Work instructions
a - Using the baked beans post, answer these:
(i) Where was the handwritten recipe kept?
(ii) What two things did the writer add in place of onions and peppers?
(iii) Which amounts did the writer have to guess?
b - Revise the stretch of the baked beans post from "Like most of" through "and baked beans.", changing "baked potatoes" to "grilled chicken".

Passage for review
□ □ □ □
Betty Grable’s Baked Beans recipe is a simple baked bean recipe that was handwritten and slipped into my grandmother’s old wood recipe box years ago! I made a few changes and now it’s a part of my recipe box.
Want recipes delivered right to your inbox? Sign up here! Sometimes I even send out free e-cookbooks too!
I’ve always loved looking through old recipes and cookbooks. The older the recipe the more interested I am in it, oh my word, if you give me super old handwritten recipes and I’ll love you forever!
There is just something about handwritten recipes that make me smile, especially those written by our grandmothers.
This recipe for “Betty Grable’s Baked Beans” was packed into my Ma’s little wooden recipe box along with some other tasty recipes and I thought it was the perfect picnic/cookout recipe to share with y’all today.
Here is the recipe straight from the recipe box!
Like most of Ma’s recipes, this one is just a list of ingredients so I had to kind of wing it as far as the directions go when I was making these baked beans. However baked beans are pretty easy to cook, so it wasn’t very hard to figure out how to make them.
I shared the photo of the recipe for two reasons.
- because I love looking at her handwriting and I miss her.
- because I changed up the recipe a little to fit us and I wanted you to have both my version and hers.
As most of y’all know, Thomas can’t eat onions and peppers so I took those out of our version. I added a bit of onion powder and steak sauce to ours instead.
Yes! Steak Sauce! I’ve always been a fan of steak sauce and while I love it on steaks and baked potatoes, I also love to mix it in with my burger meat, meatloaf, and baked beans.
If you haven’t tried baked beans with steak sauce you need to give it a try!
I also had to guess at the amount of bacon, salt, and pepper to add to these beans. So use my version as a reference but feel free to add more or less.
Cookouts are filling our weekends and spilling over into the weeknights these days and I couldn’t be happier. Eating outside is therapeutic to me and I like to soak it up as much as I can during the summer months.
□ □ □ □
Record extracts
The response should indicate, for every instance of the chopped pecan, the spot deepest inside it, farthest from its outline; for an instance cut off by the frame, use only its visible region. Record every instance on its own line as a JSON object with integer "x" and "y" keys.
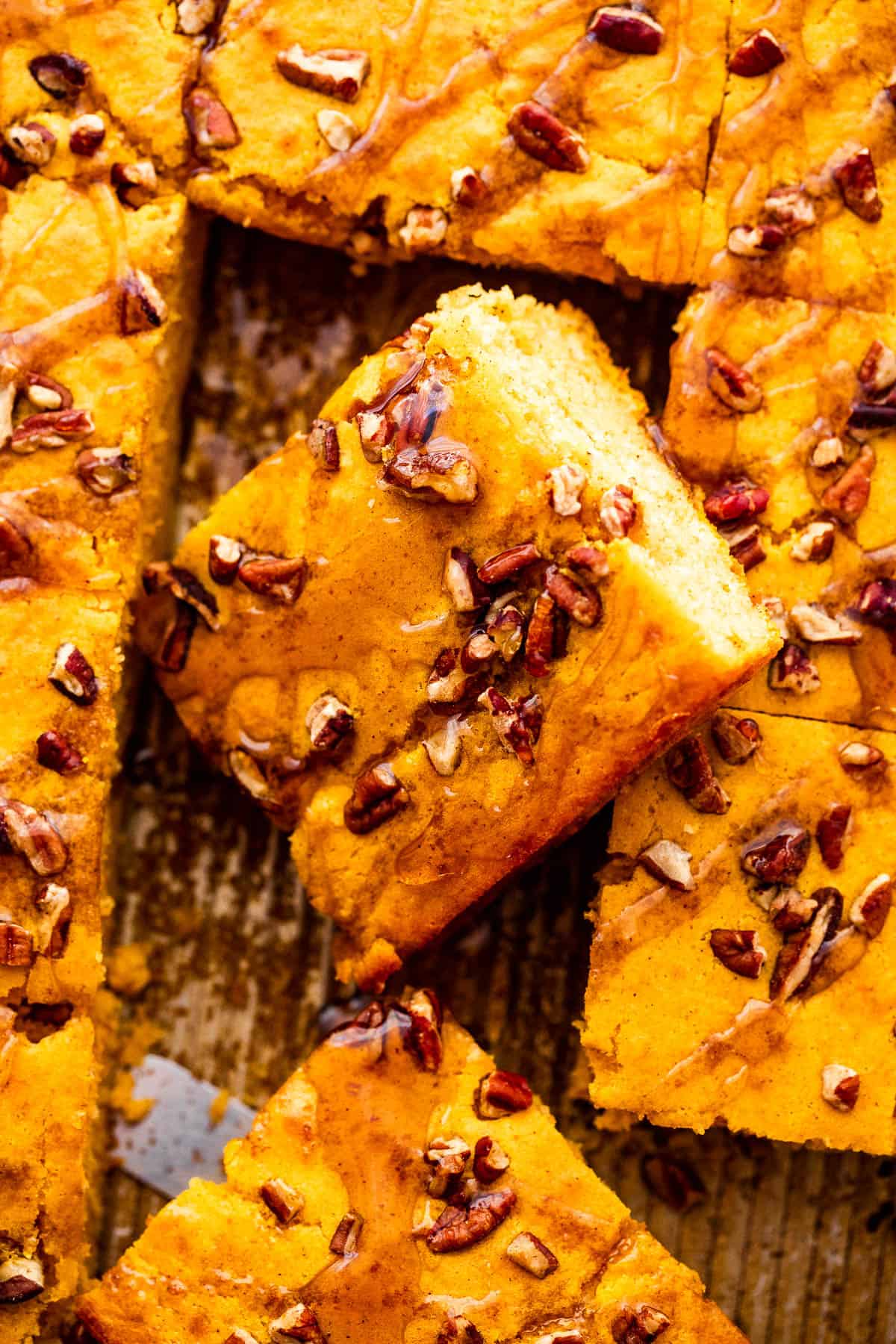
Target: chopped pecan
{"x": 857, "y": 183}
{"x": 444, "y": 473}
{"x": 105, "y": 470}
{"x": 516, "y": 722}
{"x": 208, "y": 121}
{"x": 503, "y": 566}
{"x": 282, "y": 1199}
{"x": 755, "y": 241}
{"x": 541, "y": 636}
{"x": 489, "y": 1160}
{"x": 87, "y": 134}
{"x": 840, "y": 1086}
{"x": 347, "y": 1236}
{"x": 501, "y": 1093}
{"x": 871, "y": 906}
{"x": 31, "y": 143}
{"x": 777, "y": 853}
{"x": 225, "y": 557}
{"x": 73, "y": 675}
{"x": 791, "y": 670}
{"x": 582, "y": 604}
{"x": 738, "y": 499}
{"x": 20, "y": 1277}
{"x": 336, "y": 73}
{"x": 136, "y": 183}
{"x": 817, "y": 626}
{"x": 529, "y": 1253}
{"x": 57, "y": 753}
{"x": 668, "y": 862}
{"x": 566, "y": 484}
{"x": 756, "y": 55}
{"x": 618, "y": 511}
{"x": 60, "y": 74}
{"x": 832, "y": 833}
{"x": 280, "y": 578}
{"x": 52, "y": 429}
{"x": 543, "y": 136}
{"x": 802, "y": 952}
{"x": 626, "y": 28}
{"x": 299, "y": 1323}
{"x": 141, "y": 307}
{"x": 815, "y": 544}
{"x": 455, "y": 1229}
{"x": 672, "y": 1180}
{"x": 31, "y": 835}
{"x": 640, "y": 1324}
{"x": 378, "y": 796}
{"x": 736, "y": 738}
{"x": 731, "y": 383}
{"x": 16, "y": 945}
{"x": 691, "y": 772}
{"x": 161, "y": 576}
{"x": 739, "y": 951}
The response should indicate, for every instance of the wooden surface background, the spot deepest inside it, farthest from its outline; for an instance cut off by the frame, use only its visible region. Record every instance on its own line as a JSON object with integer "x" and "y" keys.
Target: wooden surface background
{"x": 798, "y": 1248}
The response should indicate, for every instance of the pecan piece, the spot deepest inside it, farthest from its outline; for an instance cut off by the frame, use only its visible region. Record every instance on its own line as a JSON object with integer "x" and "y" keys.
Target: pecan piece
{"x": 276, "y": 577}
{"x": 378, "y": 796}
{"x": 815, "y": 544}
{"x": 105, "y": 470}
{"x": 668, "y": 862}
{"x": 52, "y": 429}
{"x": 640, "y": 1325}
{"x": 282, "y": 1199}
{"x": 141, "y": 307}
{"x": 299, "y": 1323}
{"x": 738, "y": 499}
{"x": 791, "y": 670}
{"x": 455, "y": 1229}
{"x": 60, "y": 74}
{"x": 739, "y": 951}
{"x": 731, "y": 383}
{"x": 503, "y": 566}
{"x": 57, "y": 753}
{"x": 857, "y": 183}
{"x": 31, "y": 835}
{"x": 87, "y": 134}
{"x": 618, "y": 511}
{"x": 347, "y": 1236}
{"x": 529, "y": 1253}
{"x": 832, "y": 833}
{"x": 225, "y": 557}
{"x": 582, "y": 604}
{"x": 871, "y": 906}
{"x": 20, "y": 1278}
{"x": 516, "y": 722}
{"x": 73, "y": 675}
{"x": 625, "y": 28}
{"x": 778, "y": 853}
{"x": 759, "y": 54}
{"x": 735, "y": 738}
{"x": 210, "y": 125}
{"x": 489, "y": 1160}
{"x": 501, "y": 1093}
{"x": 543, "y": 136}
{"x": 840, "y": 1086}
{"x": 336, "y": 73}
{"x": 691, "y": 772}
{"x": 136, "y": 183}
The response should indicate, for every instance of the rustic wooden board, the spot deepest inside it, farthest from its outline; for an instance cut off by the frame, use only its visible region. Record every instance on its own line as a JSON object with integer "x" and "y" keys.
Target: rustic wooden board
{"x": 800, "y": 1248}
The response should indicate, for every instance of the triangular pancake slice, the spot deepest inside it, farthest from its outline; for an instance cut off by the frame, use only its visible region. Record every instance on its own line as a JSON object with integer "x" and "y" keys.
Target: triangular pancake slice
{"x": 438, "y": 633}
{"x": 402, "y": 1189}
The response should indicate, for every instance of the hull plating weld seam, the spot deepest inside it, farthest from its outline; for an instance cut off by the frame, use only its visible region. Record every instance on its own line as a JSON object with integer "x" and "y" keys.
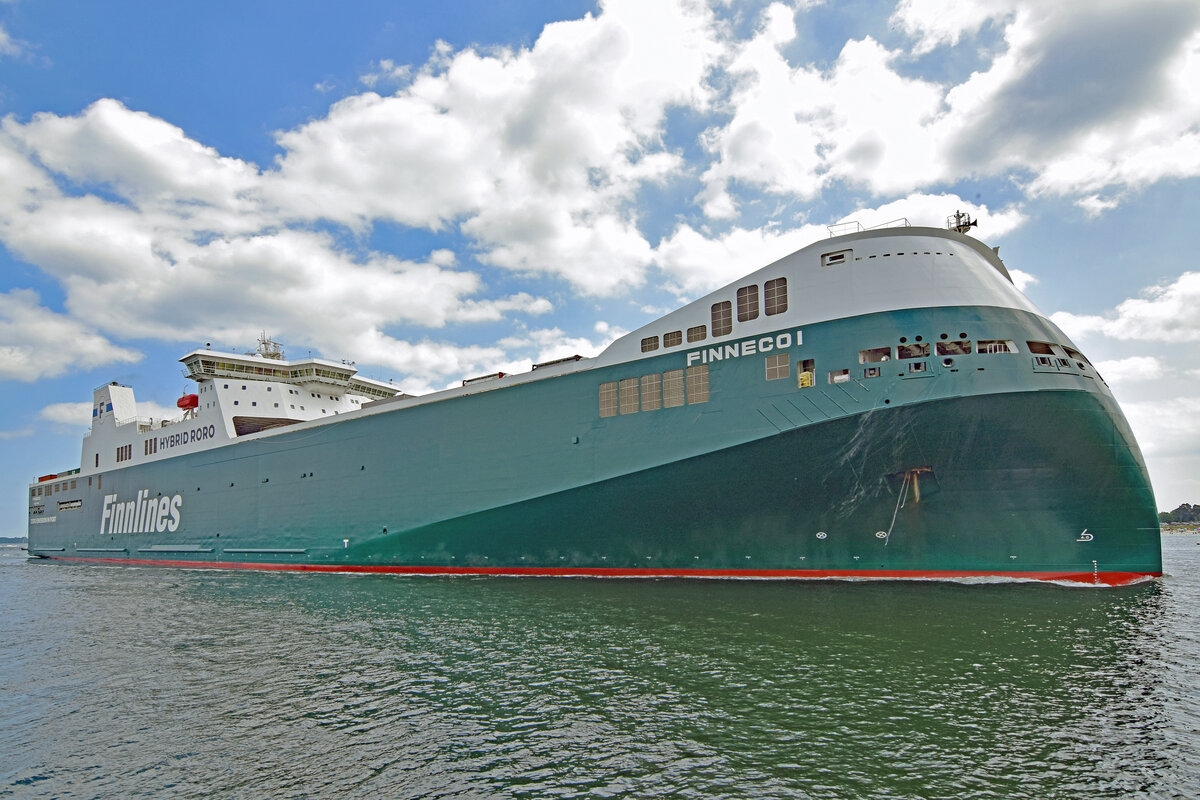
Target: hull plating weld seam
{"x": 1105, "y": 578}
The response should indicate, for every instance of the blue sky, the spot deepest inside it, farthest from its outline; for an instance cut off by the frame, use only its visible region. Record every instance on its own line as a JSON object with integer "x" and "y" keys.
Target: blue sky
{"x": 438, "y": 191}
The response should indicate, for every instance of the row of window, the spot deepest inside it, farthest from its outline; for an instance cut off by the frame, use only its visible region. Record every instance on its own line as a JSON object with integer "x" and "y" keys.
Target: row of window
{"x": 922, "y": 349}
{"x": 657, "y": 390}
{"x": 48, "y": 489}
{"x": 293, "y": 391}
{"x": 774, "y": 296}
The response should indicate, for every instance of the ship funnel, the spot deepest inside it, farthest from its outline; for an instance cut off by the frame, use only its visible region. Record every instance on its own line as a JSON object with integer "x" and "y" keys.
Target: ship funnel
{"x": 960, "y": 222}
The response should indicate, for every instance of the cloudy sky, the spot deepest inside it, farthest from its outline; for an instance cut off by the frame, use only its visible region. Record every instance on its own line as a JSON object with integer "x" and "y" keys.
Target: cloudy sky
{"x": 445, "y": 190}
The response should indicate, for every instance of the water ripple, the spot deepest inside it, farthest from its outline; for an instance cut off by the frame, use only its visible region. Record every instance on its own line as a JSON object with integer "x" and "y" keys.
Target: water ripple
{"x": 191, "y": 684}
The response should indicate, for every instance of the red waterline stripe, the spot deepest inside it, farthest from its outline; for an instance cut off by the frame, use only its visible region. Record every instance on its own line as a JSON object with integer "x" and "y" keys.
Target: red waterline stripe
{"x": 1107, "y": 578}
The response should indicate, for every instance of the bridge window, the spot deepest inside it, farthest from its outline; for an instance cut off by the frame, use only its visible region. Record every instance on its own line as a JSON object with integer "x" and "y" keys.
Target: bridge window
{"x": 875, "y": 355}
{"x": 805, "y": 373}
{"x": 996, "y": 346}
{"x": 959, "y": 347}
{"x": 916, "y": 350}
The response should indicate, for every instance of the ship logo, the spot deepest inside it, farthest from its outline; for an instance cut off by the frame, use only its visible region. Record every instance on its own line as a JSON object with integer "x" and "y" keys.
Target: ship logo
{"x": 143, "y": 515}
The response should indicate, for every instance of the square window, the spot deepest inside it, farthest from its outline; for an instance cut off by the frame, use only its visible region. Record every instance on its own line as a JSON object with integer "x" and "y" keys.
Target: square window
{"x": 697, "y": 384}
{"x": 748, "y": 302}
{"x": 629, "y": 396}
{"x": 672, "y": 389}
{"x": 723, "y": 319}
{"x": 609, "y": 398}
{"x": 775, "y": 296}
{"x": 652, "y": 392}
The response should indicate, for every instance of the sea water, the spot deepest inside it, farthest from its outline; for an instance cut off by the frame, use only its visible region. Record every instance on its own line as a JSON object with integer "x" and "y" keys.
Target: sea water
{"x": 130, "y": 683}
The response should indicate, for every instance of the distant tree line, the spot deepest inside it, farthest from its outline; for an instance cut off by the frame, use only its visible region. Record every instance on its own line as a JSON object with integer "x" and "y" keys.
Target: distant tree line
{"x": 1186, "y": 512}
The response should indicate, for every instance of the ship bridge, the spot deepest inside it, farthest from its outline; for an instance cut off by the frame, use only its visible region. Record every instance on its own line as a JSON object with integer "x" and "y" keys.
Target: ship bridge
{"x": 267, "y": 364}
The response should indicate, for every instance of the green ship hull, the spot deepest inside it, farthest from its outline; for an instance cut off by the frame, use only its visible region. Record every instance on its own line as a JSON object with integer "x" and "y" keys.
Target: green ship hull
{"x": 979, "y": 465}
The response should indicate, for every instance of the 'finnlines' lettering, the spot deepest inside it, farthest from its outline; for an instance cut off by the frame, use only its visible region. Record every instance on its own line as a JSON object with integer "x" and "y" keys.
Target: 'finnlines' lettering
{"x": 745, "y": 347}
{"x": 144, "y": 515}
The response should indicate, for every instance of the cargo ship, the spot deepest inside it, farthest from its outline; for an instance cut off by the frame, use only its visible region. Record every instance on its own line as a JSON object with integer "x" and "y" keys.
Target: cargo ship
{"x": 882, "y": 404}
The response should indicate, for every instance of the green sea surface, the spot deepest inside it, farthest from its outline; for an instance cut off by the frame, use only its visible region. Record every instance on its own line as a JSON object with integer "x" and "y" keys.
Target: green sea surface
□ □ □ □
Task solutions
a -
(i) In the writer's grandmother's (Ma's) little wooden recipe box.
(ii) A bit of onion powder and steak sauce.
(iii) The amounts of bacon, salt, and pepper.

b -
Like most of Ma’s recipes, this one is just a list of ingredients so I had to kind of wing it as far as the directions go when I was making these baked beans. However baked beans are pretty easy to cook, so it wasn’t very hard to figure out how to make them.
I shared the photo of the recipe for two reasons.
- because I love looking at her handwriting and I miss her.
- because I changed up the recipe a little to fit us and I wanted you to have both my version and hers.
As most of y’all know, Thomas can’t eat onions and peppers so I took those out of our version. I added a bit of onion powder and steak sauce to ours instead.
Yes! Steak Sauce! I’ve always been a fan of steak sauce and while I love it on steaks and grilled chicken, I also love to mix it in with my burger meat, meatloaf, and baked beans.